Pediatric specialist Marco Olla worked in Doctors Without Borders/Médecins Sans Frontières (MSF) malnutrition projects in Maiduguri, the capital of Borno State in northeastern Nigeria. Here, he describes the scope of the crisis in Maiduguri, the medical impact of malnutrition on children, and the treatment provided by MSF teams.
As a pediatrician, how would you describe the current emergency in Borno?
In Borno, apart from the high patient numbers, we have seen medical alarm signals that indicate the dimension of the crisis. In malnutrition crises, we typically treat children between six months and five years old. They are most vulnerable at this age, and depend directly on their mothers and fathers to survive. But if you see many malnourished children over five years old, then you know the situation is really bad and a severe nutritional crisis is unfolding. And this was the case in Maiduguri.
In Maiduguri, in the inpatient department we run in Maimusari District, we have been admitting children of more than five years old suffering from malaria, pneumonia, or other infections, and then realizing that they were malnourished. I have seen children of seven or ten years old presenting with forms of acute malnutrition, which is quite unusual. For example, a mother recently came to one of our health centers with her seven-year-old daughter. The girl was severely malnourished and had diarrhea. We immediately hospitalized her in our inpatient feeding center. When you looked at her, she didn’t laugh, she didn’t smile.
The mother told us they fled from a village east of Maiduguri without the father. They settled in Muna Garage, a makeshift camp on the outskirts of the city. They stayed there for more than a month, but the millet and rice rations they received were much too little, and they didn’t have money for the state health facilities.

* * *

▶ **Exercises to complete**
A) Rewrite everything in the Maiduguri interview from "Pediatric specialist Marco" down to "emergency in Borno?", swapping "pediatrician" for "children's doctor".
B) Carry on the Maiduguri interview from its last sentence.

* * *

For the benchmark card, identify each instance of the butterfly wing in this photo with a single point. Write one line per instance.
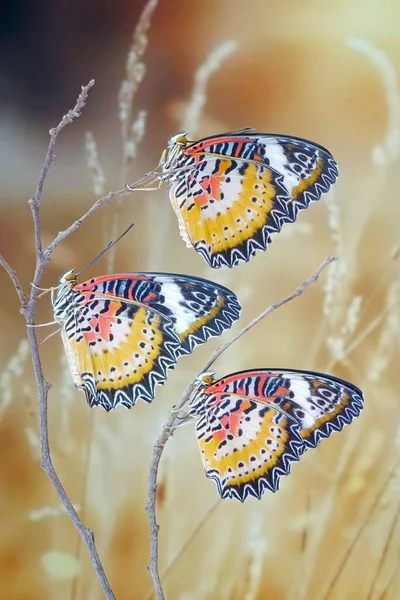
(246, 446)
(198, 308)
(254, 424)
(231, 192)
(123, 332)
(320, 403)
(118, 351)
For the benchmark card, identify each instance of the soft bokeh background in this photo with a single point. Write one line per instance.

* * *

▶ **Answers to the problems**
A)
Pediatric specialist Marco Olla worked in Doctors Without Borders/Médecins Sans Frontières (MSF) malnutrition projects in Maiduguri, the capital of Borno State in northeastern Nigeria. Here, he describes the scope of the crisis in Maiduguri, the medical impact of malnutrition on children, and the treatment provided by MSF teams.
As a children's doctor, how would you describe the current emergency in Borno?

B)
How is MSF responding to this emergency?
In MSF health centers in Bolori and Maimusari in Maiduguri we are screening for malnutrition all children up to 15 years [old] coming for a medical consultation. If we see they are affected by acute malnutrition, whether it is a moderate or severe form, we treat them in our feeding centers. Usually we just treat children with severe malnutrition in our programs but due to the lack of food we had to extend the admission criteria and to start also treating children under five suffering from moderate acute malnutrition in order to prevent them from falling into the severe form of acute malnutrition.
For the treatment of malnutrition, we are not targeting only children. We also take care of pregnant women who often get not enough food. They risk dying during the delivery or they are likely to give birth to weak babies exposed to malnutrition. So we distribute food to pregnant women during prenatal consultations and when women come to the postnatal consultations, and we screen their babies for malnutrition.
What exactly happens when a child does not get enough to eat?
The body’s whole system is affected, and the metabolism is totally altered. There are two main manifestations of malnutrition in children: marasmus and kwashiorkor. A child with marasmus is emaciated, looking like skin and bones. Kwashiorkor is characterized by edema (swelling). Both forms are related to deficiency of essential nutrients like proteins, vitamins, and minerals. The immune system is particularly affected. This is the reason why they are susceptible to developing infections.
When malnourished children die, most of the time they die of an infection. Their body just can’t fight infection any more. Malnutrition and infections form a vicious circle. A malnourished child is prone to fall sick, and the disease aggravates the malnutrition. The deadly medical complications range from pneumonia, meningitis, and malaria to diarrhea and sepsis.
How do you treat malnourished children?
Severely acute malnourished children with complications are hospitalized and we provide them with nutritional and medical treatment. For feeding, we use therapeutic milk to stabilize their metabolism. Some of them are so weak that they refuse to eat. In this case, we feed them via a nasogastric (nose to stomach) tube. After this stabilization phase, we give them ready-to-use therapeutic food, a peanut-based paste. The medical treatment consists of the treatment of other diseases—comorbidities, in medical terms—like pneumonia, diarrhea, and malaria.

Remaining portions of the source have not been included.